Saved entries
--------------------------------------------------
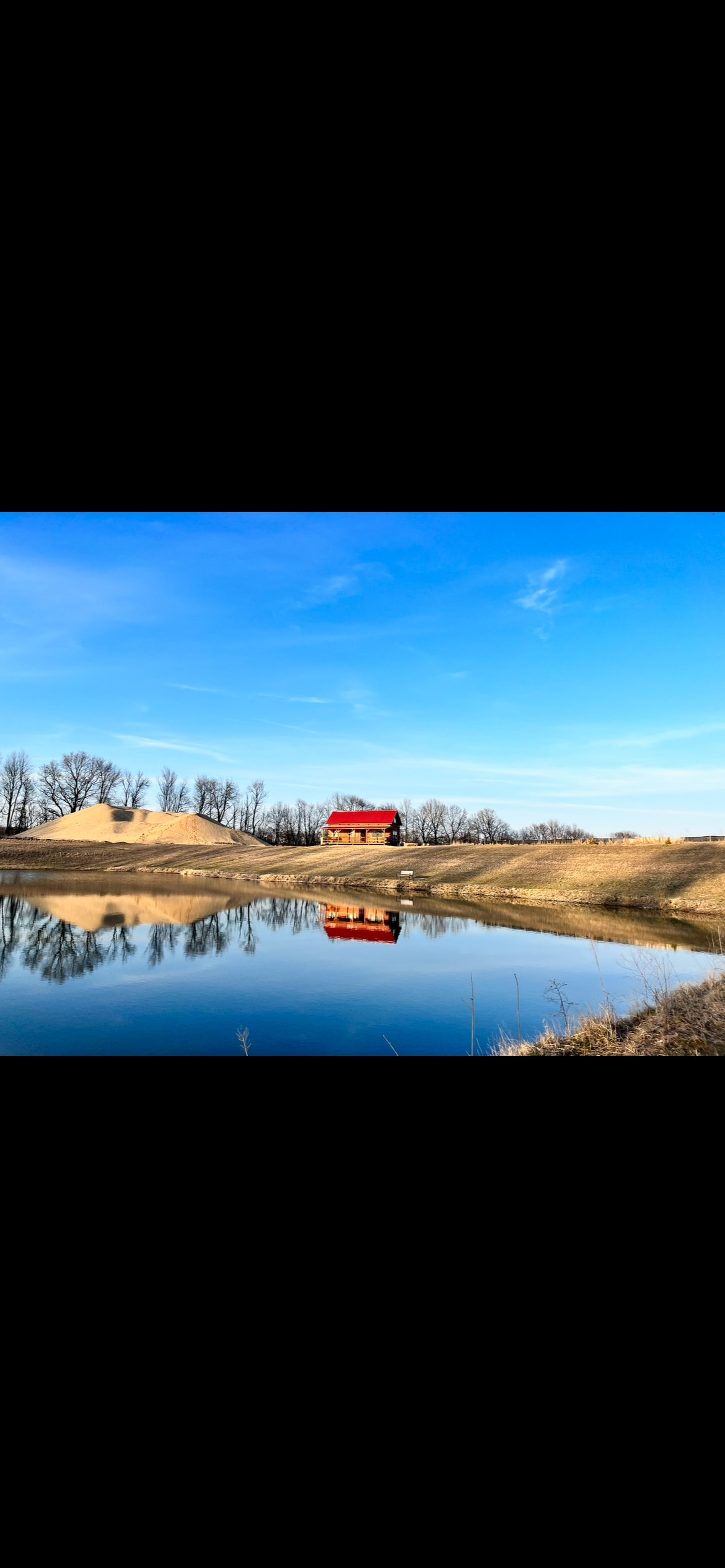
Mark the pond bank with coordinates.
[501,973,725,1057]
[0,839,725,920]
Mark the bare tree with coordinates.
[38,751,97,817]
[157,769,188,811]
[419,796,446,843]
[0,751,33,832]
[333,795,375,811]
[92,757,121,806]
[118,769,151,811]
[442,806,468,843]
[265,799,289,843]
[471,806,512,843]
[193,773,216,817]
[519,817,590,843]
[247,779,267,832]
[207,779,239,822]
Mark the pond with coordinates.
[0,872,725,1057]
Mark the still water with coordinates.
[0,873,725,1057]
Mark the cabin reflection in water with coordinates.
[320,903,400,943]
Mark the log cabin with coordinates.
[322,811,402,843]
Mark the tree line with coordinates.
[0,751,637,845]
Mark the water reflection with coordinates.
[320,903,400,943]
[0,873,725,985]
[0,894,319,985]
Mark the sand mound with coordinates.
[17,806,263,850]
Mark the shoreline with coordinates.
[0,837,725,925]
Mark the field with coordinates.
[0,837,725,916]
[501,972,725,1057]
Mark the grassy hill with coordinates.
[0,839,725,916]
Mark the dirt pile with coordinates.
[17,806,265,852]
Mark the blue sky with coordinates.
[0,513,725,834]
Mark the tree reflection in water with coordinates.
[0,894,469,985]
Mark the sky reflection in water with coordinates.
[0,875,717,1057]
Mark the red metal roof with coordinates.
[327,811,397,828]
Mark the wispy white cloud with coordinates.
[298,574,361,610]
[297,561,392,610]
[516,560,566,615]
[590,721,725,746]
[165,681,232,696]
[110,731,239,767]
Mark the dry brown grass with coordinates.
[499,972,725,1057]
[0,839,725,914]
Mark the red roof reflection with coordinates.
[320,903,400,943]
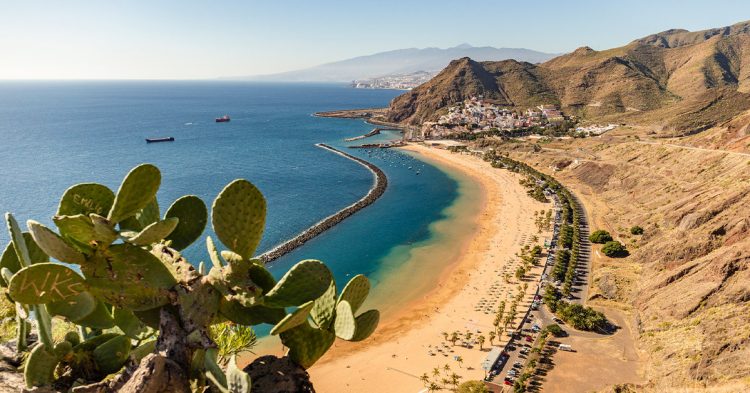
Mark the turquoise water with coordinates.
[0,82,458,320]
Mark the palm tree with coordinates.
[451,332,458,345]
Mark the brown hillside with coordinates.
[387,22,750,134]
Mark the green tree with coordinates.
[457,381,490,393]
[589,229,612,244]
[602,240,628,258]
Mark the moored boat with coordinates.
[146,136,174,143]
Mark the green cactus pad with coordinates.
[107,164,161,223]
[206,236,224,268]
[112,307,146,339]
[280,323,336,368]
[127,218,180,246]
[5,213,31,268]
[53,340,73,358]
[333,300,357,340]
[221,250,245,263]
[57,183,115,216]
[93,335,132,375]
[9,263,85,304]
[310,280,336,329]
[89,213,118,246]
[339,274,370,314]
[73,333,122,352]
[26,220,86,264]
[65,332,81,349]
[81,243,176,311]
[263,259,333,307]
[271,301,314,336]
[23,343,58,388]
[211,180,266,259]
[227,355,252,393]
[351,310,380,341]
[52,214,96,253]
[164,195,208,250]
[219,298,286,325]
[47,292,96,321]
[71,300,115,329]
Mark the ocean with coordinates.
[0,81,461,322]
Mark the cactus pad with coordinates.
[107,164,161,223]
[26,220,85,264]
[271,301,313,336]
[93,335,132,375]
[350,310,380,341]
[333,300,357,340]
[81,243,176,311]
[164,195,208,250]
[227,355,252,393]
[339,274,370,314]
[23,343,58,388]
[263,259,333,307]
[127,218,180,246]
[9,263,85,304]
[211,180,266,258]
[71,300,115,329]
[280,323,336,368]
[52,214,96,253]
[47,292,96,321]
[57,183,115,216]
[310,280,336,329]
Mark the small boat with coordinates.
[146,136,174,143]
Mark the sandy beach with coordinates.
[309,145,552,393]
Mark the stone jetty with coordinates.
[258,143,388,263]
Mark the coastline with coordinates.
[309,145,549,392]
[258,143,388,263]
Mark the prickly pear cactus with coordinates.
[211,180,266,259]
[263,259,333,307]
[164,195,208,250]
[8,263,85,304]
[107,164,161,223]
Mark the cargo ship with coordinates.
[146,136,174,143]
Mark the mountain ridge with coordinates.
[387,21,750,133]
[232,43,556,82]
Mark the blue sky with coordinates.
[0,0,750,79]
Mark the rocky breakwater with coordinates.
[258,143,388,263]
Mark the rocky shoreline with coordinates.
[258,143,388,263]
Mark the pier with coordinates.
[258,143,388,263]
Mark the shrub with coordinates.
[630,225,643,235]
[602,240,628,258]
[589,229,612,244]
[457,381,490,393]
[547,323,565,337]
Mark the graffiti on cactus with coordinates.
[20,272,84,299]
[73,194,104,215]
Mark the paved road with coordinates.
[493,187,591,391]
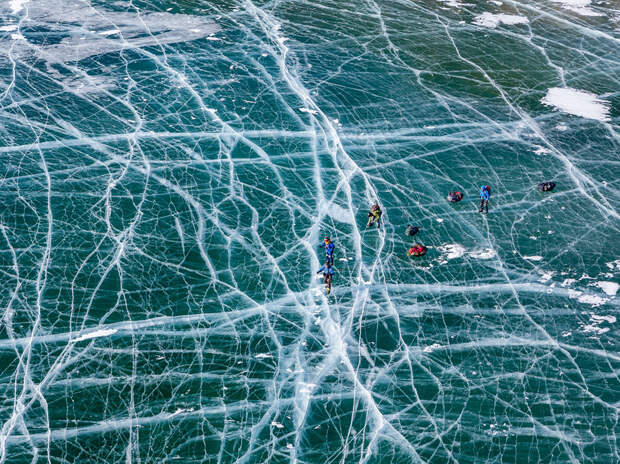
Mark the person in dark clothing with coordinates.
[538,182,555,192]
[478,185,491,214]
[407,243,426,256]
[448,192,463,203]
[317,261,334,295]
[321,237,336,266]
[366,203,383,229]
[405,224,420,237]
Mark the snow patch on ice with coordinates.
[422,343,441,353]
[99,29,121,37]
[72,329,118,343]
[323,203,355,224]
[540,87,610,121]
[605,259,620,271]
[538,271,555,283]
[437,243,465,259]
[595,280,620,296]
[474,11,529,28]
[577,295,607,307]
[551,0,603,16]
[469,248,497,259]
[534,145,551,155]
[581,314,616,335]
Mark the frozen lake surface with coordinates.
[0,0,620,464]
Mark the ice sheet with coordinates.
[0,0,620,464]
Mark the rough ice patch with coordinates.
[552,0,603,16]
[596,280,620,296]
[474,11,529,28]
[72,329,118,343]
[540,87,609,121]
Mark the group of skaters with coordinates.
[317,182,555,295]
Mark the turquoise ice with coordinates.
[0,0,620,464]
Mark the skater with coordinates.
[321,236,336,266]
[366,203,383,229]
[448,192,463,203]
[405,224,420,237]
[478,185,491,214]
[317,260,334,295]
[538,182,555,192]
[407,243,426,256]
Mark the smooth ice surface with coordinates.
[0,0,620,464]
[541,87,610,121]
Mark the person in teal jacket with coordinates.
[478,185,491,214]
[317,260,334,295]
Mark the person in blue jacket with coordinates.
[478,185,491,214]
[321,237,336,266]
[317,260,334,295]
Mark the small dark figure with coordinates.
[321,237,336,266]
[366,203,383,229]
[478,185,491,214]
[317,260,334,295]
[448,192,463,203]
[405,225,420,237]
[407,243,426,256]
[538,182,555,192]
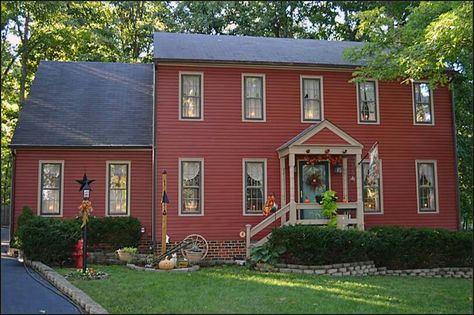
--------------------------------------------------
- [Exercise aim]: Duplicate all of the saved entries above line for line, leaving out the pictures.

- [Written answer]:
Mark the pond bank with coordinates.
[501,973,725,1057]
[0,839,725,920]
Mark the bare tree with coordinates.
[38,751,97,817]
[157,769,188,811]
[419,796,446,843]
[0,751,33,832]
[333,795,375,811]
[92,757,121,806]
[118,769,151,811]
[442,806,468,843]
[265,799,289,843]
[471,806,512,843]
[193,773,216,817]
[519,817,590,843]
[247,779,267,832]
[207,779,239,822]
Mark the pond with coordinates.
[0,872,725,1057]
Mark the still water with coordinates.
[0,873,725,1057]
Mark the cabin reflection in water with coordinates.
[320,903,400,943]
Mark the log cabin with coordinates.
[322,811,402,843]
Mark the tree line with coordinates.
[0,751,637,845]
Mark the water reflection with coordinates.
[320,903,400,943]
[0,873,725,985]
[0,894,319,985]
Mark the sand mound with coordinates.
[17,806,263,850]
Mark the shoreline with coordinates.
[0,837,725,925]
Mark the field with coordinates.
[0,837,725,916]
[501,972,725,1057]
Mark the grassy hill with coordinates.
[0,839,725,916]
Mark the dirt pile with coordinates.
[17,806,265,852]
Mark the blue sky with coordinates.
[0,513,725,834]
Mark the tree reflection in water with coordinates.
[0,894,469,985]
Mark the sky reflection in water with coordinates.
[0,875,717,1057]
Mark the red metal roof with coordinates.
[327,811,397,828]
Mark the wispy white cloud with coordinates.
[298,574,361,610]
[297,561,392,610]
[516,560,566,615]
[590,721,725,746]
[165,681,232,696]
[110,731,239,767]
Mark the dry brown grass with coordinates.
[499,972,725,1057]
[0,839,725,914]
Mark the red roof reflection with coordinates.
[320,903,400,943]
Mark the turquoise water with coordinates.
[0,82,458,320]
Mark the palm tree with coordinates.
[451,332,458,345]
Mark the brown hillside with coordinates.
[387,22,750,134]
Mark the green tree with coordinates.
[457,381,490,393]
[589,229,612,244]
[602,240,628,258]
Mark the moored boat with coordinates.
[146,136,174,143]
Mark the green cactus pad with coordinates.
[107,164,161,223]
[206,236,224,268]
[112,307,146,339]
[280,323,336,368]
[127,218,180,246]
[5,213,31,268]
[53,340,73,358]
[333,300,357,340]
[221,250,245,263]
[57,183,115,216]
[93,335,132,375]
[9,263,85,304]
[310,280,336,329]
[89,213,118,246]
[339,274,370,314]
[73,333,122,352]
[26,220,86,264]
[65,332,81,349]
[81,243,176,311]
[263,259,333,307]
[271,301,314,336]
[23,343,58,388]
[211,180,266,259]
[227,355,252,393]
[351,310,380,341]
[52,214,96,253]
[164,195,208,250]
[219,298,286,325]
[47,292,96,321]
[71,300,115,329]
Mark the ocean with coordinates.
[0,81,461,322]
Mark the cactus pad with coordinates.
[107,164,161,223]
[26,220,85,264]
[271,301,313,336]
[93,335,132,375]
[350,310,380,341]
[333,300,357,340]
[81,243,176,311]
[164,195,208,250]
[227,355,252,393]
[339,274,370,314]
[23,343,58,388]
[263,259,333,307]
[127,218,180,246]
[9,263,85,304]
[211,180,266,258]
[71,300,115,329]
[280,323,336,368]
[52,214,96,253]
[47,292,96,321]
[57,183,115,216]
[310,280,336,329]
Mark the small boat with coordinates.
[146,136,174,143]
Mark the sandy beach with coordinates.
[309,145,552,393]
Mark the stone jetty with coordinates.
[258,143,388,263]
Mark the coastline with coordinates.
[309,145,549,392]
[258,143,388,263]
Mark the prickly pear cactus with coordinates.
[211,180,266,259]
[263,259,333,307]
[164,195,208,250]
[8,263,85,304]
[107,164,161,223]
Mark the cargo ship with coordinates.
[146,136,174,143]
Mark the mountain ridge with coordinates.
[387,21,750,133]
[232,43,556,82]
Mark the blue sky with coordinates.
[0,0,750,79]
Mark the rocky breakwater with coordinates.
[258,143,388,263]
Mark the rocky shoreline with coordinates.
[258,143,388,263]
Mark the pier with coordinates.
[258,143,388,263]
Mark the shrub with coordinates.
[630,225,643,235]
[602,240,628,258]
[589,229,612,244]
[457,381,490,393]
[547,323,565,337]
Mark the graffiti on cactus with coordinates.
[20,272,84,299]
[73,194,104,215]
Mark the paved road with coordinates.
[493,187,591,391]
Mark the person in dark clothing with coordinates.
[538,182,555,192]
[478,185,491,214]
[407,243,426,256]
[448,192,463,203]
[317,261,334,295]
[321,237,336,266]
[366,203,383,229]
[405,224,420,237]
Mark the snow patch on ice with coordinates.
[422,343,441,353]
[99,29,121,37]
[72,329,118,343]
[323,203,355,224]
[540,87,610,121]
[605,259,620,271]
[538,271,555,283]
[437,243,465,259]
[595,280,620,296]
[474,11,529,28]
[577,295,607,307]
[551,0,603,16]
[469,248,497,259]
[534,145,551,155]
[581,314,616,335]
Mark the frozen lake surface with coordinates.
[0,0,620,464]
Mark the ice sheet with coordinates.
[0,0,620,464]
Mark the rough ice patch with coordinates.
[552,0,603,16]
[596,280,620,296]
[474,11,529,28]
[72,329,118,343]
[540,87,609,121]
Mark the group of skaters with coordinates.
[317,182,555,295]
Mark the turquoise ice with coordinates.
[0,0,620,464]
Mark the skater with coordinates.
[321,236,336,266]
[366,203,383,229]
[448,192,463,203]
[405,224,420,237]
[478,185,491,214]
[317,260,334,295]
[538,182,555,192]
[407,243,426,256]
Mark the smooth ice surface with coordinates.
[0,0,620,464]
[541,87,610,121]
Mark the person in teal jacket with coordinates.
[478,185,491,214]
[317,260,334,295]
Mark the person in blue jacket with coordinates.
[478,185,491,214]
[321,237,336,266]
[317,260,334,295]
Mark the small dark figure with coordinates.
[321,237,336,266]
[366,203,383,229]
[478,185,491,214]
[317,260,334,295]
[448,192,463,203]
[405,225,420,237]
[407,243,426,256]
[538,182,555,192]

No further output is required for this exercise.